Pointing dataset excerpts:

▼

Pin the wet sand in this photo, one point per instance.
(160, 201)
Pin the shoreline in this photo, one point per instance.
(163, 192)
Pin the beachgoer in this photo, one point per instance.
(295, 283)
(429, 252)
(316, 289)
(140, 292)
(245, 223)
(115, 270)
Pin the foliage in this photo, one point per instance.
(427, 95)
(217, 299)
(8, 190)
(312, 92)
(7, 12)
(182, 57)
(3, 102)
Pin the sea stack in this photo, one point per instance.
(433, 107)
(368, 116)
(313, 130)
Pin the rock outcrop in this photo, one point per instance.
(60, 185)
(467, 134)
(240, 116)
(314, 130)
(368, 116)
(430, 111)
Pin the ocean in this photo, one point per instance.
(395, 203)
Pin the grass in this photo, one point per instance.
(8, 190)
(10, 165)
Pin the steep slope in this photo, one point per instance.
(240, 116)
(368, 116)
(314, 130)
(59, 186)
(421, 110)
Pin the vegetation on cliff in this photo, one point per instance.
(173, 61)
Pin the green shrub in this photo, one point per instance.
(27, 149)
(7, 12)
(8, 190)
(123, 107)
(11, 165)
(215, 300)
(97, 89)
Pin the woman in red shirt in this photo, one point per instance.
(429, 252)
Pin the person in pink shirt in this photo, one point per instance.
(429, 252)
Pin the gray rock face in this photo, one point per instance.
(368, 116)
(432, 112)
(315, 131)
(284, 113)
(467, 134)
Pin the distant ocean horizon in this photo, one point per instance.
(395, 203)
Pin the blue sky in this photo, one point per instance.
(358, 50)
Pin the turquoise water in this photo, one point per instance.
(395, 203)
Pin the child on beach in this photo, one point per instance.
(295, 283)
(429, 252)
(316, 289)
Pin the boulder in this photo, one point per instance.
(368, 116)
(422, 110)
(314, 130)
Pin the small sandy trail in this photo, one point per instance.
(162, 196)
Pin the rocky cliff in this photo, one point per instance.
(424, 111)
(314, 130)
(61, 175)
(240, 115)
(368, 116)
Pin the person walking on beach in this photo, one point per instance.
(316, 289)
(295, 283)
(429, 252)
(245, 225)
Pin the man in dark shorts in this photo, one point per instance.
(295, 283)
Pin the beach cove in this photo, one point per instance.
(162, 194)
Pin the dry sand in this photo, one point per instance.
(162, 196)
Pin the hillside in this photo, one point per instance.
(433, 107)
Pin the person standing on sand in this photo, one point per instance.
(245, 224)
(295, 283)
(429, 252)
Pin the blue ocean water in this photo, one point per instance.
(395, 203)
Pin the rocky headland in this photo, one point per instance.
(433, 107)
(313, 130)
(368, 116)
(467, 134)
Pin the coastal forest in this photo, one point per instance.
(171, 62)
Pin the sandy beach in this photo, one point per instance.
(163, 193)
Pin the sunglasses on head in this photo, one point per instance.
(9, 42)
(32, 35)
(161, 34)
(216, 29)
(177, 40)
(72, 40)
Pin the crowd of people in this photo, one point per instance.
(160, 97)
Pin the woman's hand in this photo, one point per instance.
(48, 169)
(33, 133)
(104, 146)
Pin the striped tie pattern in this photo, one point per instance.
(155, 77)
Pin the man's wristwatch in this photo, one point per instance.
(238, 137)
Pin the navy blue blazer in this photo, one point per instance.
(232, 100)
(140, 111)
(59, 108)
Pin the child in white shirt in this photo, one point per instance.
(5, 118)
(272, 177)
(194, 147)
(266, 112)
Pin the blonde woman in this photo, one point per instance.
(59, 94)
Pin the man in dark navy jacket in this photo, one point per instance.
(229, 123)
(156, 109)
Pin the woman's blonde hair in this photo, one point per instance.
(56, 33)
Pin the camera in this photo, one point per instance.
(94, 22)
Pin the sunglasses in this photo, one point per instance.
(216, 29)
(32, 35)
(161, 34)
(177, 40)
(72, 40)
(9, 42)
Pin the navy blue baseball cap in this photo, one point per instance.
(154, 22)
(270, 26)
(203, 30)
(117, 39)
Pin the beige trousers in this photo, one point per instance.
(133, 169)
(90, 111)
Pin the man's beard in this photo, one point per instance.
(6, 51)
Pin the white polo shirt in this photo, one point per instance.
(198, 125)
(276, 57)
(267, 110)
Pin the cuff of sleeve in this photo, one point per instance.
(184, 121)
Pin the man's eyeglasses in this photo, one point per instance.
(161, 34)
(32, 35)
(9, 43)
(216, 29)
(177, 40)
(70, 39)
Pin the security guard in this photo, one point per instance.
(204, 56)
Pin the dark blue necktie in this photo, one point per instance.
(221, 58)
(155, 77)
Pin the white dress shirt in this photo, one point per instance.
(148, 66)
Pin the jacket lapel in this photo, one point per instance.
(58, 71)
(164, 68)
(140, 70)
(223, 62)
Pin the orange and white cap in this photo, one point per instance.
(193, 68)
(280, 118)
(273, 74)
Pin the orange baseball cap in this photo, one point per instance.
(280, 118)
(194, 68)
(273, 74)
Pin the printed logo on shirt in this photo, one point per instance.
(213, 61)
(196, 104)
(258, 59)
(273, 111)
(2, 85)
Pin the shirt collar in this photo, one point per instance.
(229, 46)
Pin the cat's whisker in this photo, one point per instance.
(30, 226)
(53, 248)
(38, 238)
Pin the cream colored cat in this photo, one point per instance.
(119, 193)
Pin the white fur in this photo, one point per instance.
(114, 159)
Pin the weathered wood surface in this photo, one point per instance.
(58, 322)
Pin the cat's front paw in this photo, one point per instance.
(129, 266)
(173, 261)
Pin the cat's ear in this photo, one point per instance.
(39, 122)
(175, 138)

▲

* [TO DO]:
Write out the whole listing exactly.

* [EXERCISE OUTPUT]:
Pin the wet sand in this photo, one point per instance.
(160, 201)
Pin the shoreline in this photo, one point per instance.
(163, 192)
Pin the beachgoer in this photo, one point per instance.
(295, 283)
(429, 252)
(316, 289)
(140, 292)
(245, 223)
(115, 270)
Pin the foliage in this photo, one point per instance.
(427, 95)
(217, 299)
(8, 190)
(312, 92)
(7, 12)
(182, 57)
(3, 102)
Pin the sea stack in this photo, one point per instance.
(433, 107)
(368, 116)
(313, 130)
Pin the rock outcrop in this photo, one point per instance.
(60, 185)
(467, 134)
(240, 116)
(314, 130)
(368, 116)
(430, 111)
Pin the ocean in this photo, one point per instance.
(395, 203)
Pin the grass in this photo, one point per instance.
(8, 190)
(10, 165)
Pin the steep slope in this photo, one point per instance.
(240, 116)
(368, 116)
(314, 130)
(59, 186)
(421, 110)
Pin the vegetation on cliff in this photo, one point per instance.
(173, 61)
Pin the green shrub in this photo, one point per instance.
(27, 149)
(7, 12)
(8, 190)
(123, 107)
(11, 165)
(215, 300)
(97, 89)
Pin the woman in red shirt in this photo, one point per instance.
(429, 252)
Pin the person in pink shirt in this photo, one point per instance.
(429, 252)
Pin the gray rock face in this photo, one point per instance.
(368, 116)
(432, 112)
(315, 131)
(284, 113)
(467, 134)
Pin the distant ocean horizon in this photo, one point per instance.
(395, 203)
Pin the blue sky in this photo, one point per instance.
(358, 50)
Pin the turquoise water in this photo, one point per instance.
(395, 203)
Pin the child on beach in this photo, one point per instance.
(295, 283)
(429, 252)
(316, 289)
Pin the boulder in this photo, one point per instance.
(368, 116)
(422, 110)
(314, 130)
Pin the small sandy trail in this photo, one point per instance.
(162, 196)
Pin the rocky cliff in this photo, one point per instance.
(424, 111)
(314, 130)
(61, 175)
(240, 115)
(368, 116)
Pin the person walking on beach in this photo, one point per instance.
(316, 289)
(295, 283)
(429, 252)
(245, 225)
Pin the man in dark shorts in this photo, one point per instance.
(295, 283)
Pin the beach cove in this photo, one point per instance.
(162, 194)
Pin the dry sand in this photo, one point per instance.
(162, 196)
Pin the hillside in this photo, one point per instance.
(433, 107)
Pin the person standing on sand in this photo, one point per instance.
(245, 224)
(295, 283)
(429, 252)
Pin the blue ocean water in this photo, one point per instance.
(395, 203)
Pin the rocky headland in this photo, one point per instance.
(433, 107)
(313, 130)
(368, 116)
(467, 134)
Pin the coastal forest in this photo, one point per instance.
(171, 62)
Pin the sandy beach in this photo, one point per instance.
(163, 193)
Pin the sunglasses on head in this photo, one point per instance.
(9, 42)
(32, 35)
(161, 34)
(216, 29)
(177, 40)
(72, 40)
Pin the crowd of people in this photo, one point per instance.
(160, 97)
Pin the woman's hand in this photo, one point per instance.
(48, 169)
(33, 133)
(104, 146)
Pin the striped tie pattern in this photo, one point per instance.
(155, 77)
Pin the man's wristwatch in this photo, one point per instance.
(238, 137)
Pin the navy blue blazer in this photo, one point per instance.
(232, 100)
(140, 111)
(59, 108)
Pin the child in white shirt in this photo, one point per instance.
(5, 118)
(272, 177)
(194, 147)
(266, 112)
Pin the blonde woman in this photo, one point per instance.
(59, 94)
Pin the man in dark navy jacket in this photo, one point per instance.
(229, 123)
(156, 109)
Pin the woman's blonde hair in this photo, one point per instance.
(56, 33)
Pin the camera in this photo, one point per instance.
(94, 22)
Pin the sunglasses in this photo, one point per instance.
(216, 29)
(32, 35)
(161, 34)
(177, 40)
(72, 40)
(9, 42)
Pin the navy blue baseball cap in this photo, one point per instance.
(154, 22)
(270, 26)
(203, 30)
(117, 39)
Pin the beige trousers in this photo, one point per instance.
(133, 169)
(90, 111)
Pin the man's beard in this photo, one point per instance.
(6, 51)
Pin the white polo shirt in this photo, one point per instance.
(198, 125)
(276, 57)
(267, 110)
Pin the cuff of sleeve in this photo, one point per instance.
(184, 121)
Pin the man's eyeglasses in this photo, one point per instance.
(161, 34)
(32, 35)
(9, 43)
(216, 29)
(177, 40)
(70, 39)
Pin the security guard in this photo, one point per instance.
(204, 56)
Pin the dark blue necktie in this photo, one point per instance.
(221, 58)
(155, 77)
Pin the white dress shirt in this photo, one point per instance.
(148, 66)
Pin the jacket lapel in this photo, one point per instance.
(58, 71)
(164, 68)
(140, 70)
(223, 62)
Pin the orange and white cap in this photo, one point per instance.
(193, 68)
(280, 118)
(273, 74)
Pin the orange baseball cap in this photo, one point per instance.
(280, 118)
(194, 68)
(273, 74)
Pin the printed logo on shirt in this photo, one point per instance.
(213, 61)
(196, 104)
(258, 59)
(273, 111)
(2, 85)
Pin the shirt collar in this photo, one point per instance.
(229, 46)
Pin the cat's whisker in this photo, one point per instance.
(30, 226)
(53, 248)
(38, 238)
Pin the cream colored cat in this photo, one point per instance.
(119, 193)
Pin the white fur in this photo, one point per instance.
(114, 159)
Pin the weathered wood surface in this photo, one point per instance.
(58, 322)
Pin the cat's front paw in this photo, one point per instance.
(129, 266)
(173, 261)
Pin the cat's ear in this photo, one point per instance.
(39, 122)
(175, 138)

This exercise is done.